- _Work instruction_:
Return the data below in full. Keep each character unchanged.

+--

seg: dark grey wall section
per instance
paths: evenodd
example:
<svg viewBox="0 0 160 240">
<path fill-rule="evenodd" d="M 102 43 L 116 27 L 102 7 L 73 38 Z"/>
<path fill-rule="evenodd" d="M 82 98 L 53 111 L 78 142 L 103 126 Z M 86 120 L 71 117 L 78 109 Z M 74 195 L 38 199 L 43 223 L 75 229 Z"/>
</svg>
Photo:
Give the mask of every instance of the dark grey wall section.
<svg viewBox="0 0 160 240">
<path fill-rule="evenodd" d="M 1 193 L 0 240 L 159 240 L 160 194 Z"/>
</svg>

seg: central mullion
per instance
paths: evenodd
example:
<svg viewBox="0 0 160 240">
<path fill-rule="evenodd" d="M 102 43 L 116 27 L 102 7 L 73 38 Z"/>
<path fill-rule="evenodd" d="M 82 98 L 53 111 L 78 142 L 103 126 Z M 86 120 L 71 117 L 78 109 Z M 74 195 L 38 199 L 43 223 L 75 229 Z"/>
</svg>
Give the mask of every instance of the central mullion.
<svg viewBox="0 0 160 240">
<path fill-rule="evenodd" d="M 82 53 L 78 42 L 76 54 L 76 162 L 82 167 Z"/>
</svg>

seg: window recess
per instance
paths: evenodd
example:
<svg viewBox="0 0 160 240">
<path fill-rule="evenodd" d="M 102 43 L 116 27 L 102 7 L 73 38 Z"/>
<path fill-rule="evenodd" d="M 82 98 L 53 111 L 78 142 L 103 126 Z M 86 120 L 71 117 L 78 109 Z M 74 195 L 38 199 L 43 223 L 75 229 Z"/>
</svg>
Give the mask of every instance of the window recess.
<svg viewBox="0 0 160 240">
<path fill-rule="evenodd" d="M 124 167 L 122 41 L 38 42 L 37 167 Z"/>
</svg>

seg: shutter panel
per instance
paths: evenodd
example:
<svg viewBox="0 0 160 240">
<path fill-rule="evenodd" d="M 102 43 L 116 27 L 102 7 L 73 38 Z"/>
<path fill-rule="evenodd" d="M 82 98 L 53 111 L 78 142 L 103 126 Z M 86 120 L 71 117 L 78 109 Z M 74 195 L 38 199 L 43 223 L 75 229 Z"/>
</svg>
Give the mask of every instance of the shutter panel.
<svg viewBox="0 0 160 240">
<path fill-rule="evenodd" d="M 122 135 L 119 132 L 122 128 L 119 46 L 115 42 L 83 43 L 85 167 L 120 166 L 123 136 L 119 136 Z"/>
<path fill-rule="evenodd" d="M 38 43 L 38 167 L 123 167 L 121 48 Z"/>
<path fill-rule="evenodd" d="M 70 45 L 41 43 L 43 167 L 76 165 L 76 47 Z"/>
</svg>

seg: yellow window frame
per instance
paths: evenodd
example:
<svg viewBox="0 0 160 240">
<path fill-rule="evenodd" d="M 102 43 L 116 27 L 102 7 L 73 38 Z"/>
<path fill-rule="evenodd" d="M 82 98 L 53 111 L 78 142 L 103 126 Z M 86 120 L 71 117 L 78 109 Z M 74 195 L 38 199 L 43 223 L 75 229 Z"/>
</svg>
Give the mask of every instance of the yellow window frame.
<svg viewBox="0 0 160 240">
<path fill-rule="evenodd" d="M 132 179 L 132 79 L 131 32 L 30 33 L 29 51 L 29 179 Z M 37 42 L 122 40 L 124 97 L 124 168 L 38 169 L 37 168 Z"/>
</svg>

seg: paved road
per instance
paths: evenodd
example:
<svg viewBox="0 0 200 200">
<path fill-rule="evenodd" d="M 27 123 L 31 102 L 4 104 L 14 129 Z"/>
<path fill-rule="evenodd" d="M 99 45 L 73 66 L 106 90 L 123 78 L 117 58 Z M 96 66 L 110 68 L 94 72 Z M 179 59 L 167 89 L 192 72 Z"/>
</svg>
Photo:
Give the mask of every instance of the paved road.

+--

- _Output for this task_:
seg: dark grey wall section
per instance
paths: evenodd
example:
<svg viewBox="0 0 160 240">
<path fill-rule="evenodd" d="M 102 43 L 116 27 L 102 7 L 73 38 Z"/>
<path fill-rule="evenodd" d="M 82 98 L 53 111 L 78 142 L 103 126 Z M 86 120 L 71 117 L 78 109 Z M 74 195 L 38 199 L 43 223 L 75 229 Z"/>
</svg>
Photo:
Give the mask of every instance of the dark grey wall section.
<svg viewBox="0 0 160 240">
<path fill-rule="evenodd" d="M 1 193 L 0 240 L 159 240 L 160 194 Z"/>
</svg>

seg: central mullion
per instance
paths: evenodd
example:
<svg viewBox="0 0 160 240">
<path fill-rule="evenodd" d="M 102 43 L 116 27 L 102 7 L 73 38 Z"/>
<path fill-rule="evenodd" d="M 82 98 L 53 111 L 78 142 L 103 126 Z M 86 120 L 71 117 L 78 109 Z M 74 195 L 38 199 L 43 223 L 75 229 Z"/>
</svg>
Give the mask of every instance of the central mullion.
<svg viewBox="0 0 160 240">
<path fill-rule="evenodd" d="M 82 53 L 78 42 L 76 54 L 76 162 L 82 167 Z"/>
</svg>

seg: window recess
per instance
paths: evenodd
example:
<svg viewBox="0 0 160 240">
<path fill-rule="evenodd" d="M 102 43 L 116 27 L 102 7 L 73 38 Z"/>
<path fill-rule="evenodd" d="M 82 98 L 53 111 L 78 142 L 103 126 Z M 86 120 L 71 117 L 78 109 Z M 74 195 L 38 199 L 43 223 L 75 229 Z"/>
</svg>
Give the mask of every instance of the window recess.
<svg viewBox="0 0 160 240">
<path fill-rule="evenodd" d="M 124 167 L 122 41 L 38 42 L 37 167 Z"/>
</svg>

seg: shutter panel
per instance
paths: evenodd
example:
<svg viewBox="0 0 160 240">
<path fill-rule="evenodd" d="M 102 43 L 116 27 L 102 7 L 73 38 Z"/>
<path fill-rule="evenodd" d="M 82 98 L 53 111 L 78 142 L 103 126 Z M 86 120 L 71 117 L 78 109 Z M 74 195 L 38 199 L 43 223 L 75 229 Z"/>
</svg>
Give the mask of every instance of the shutter panel.
<svg viewBox="0 0 160 240">
<path fill-rule="evenodd" d="M 122 135 L 119 132 L 122 128 L 119 46 L 115 42 L 83 43 L 85 167 L 120 166 L 123 136 L 119 136 Z"/>
<path fill-rule="evenodd" d="M 38 43 L 38 167 L 123 167 L 121 48 Z"/>
<path fill-rule="evenodd" d="M 70 45 L 41 43 L 43 167 L 76 165 L 76 47 Z"/>
</svg>

seg: yellow window frame
per instance
paths: evenodd
example:
<svg viewBox="0 0 160 240">
<path fill-rule="evenodd" d="M 102 43 L 116 27 L 102 7 L 73 38 Z"/>
<path fill-rule="evenodd" d="M 82 98 L 53 111 L 78 142 L 103 126 Z M 86 120 L 71 117 L 78 109 Z M 74 195 L 38 199 L 43 223 L 75 229 Z"/>
</svg>
Give the mask of every instance of the yellow window frame.
<svg viewBox="0 0 160 240">
<path fill-rule="evenodd" d="M 132 179 L 132 79 L 131 32 L 30 33 L 29 51 L 29 179 Z M 37 42 L 122 40 L 124 97 L 124 168 L 38 169 L 37 168 Z"/>
</svg>

seg: paved road
per instance
paths: evenodd
example:
<svg viewBox="0 0 200 200">
<path fill-rule="evenodd" d="M 27 123 L 31 102 L 4 104 L 14 129 Z"/>
<path fill-rule="evenodd" d="M 99 45 L 73 66 L 106 90 L 123 78 L 117 58 Z M 96 66 L 110 68 L 94 72 Z M 179 59 L 167 89 L 192 72 Z"/>
</svg>
Photo:
Give the mask of every instance of the paved road.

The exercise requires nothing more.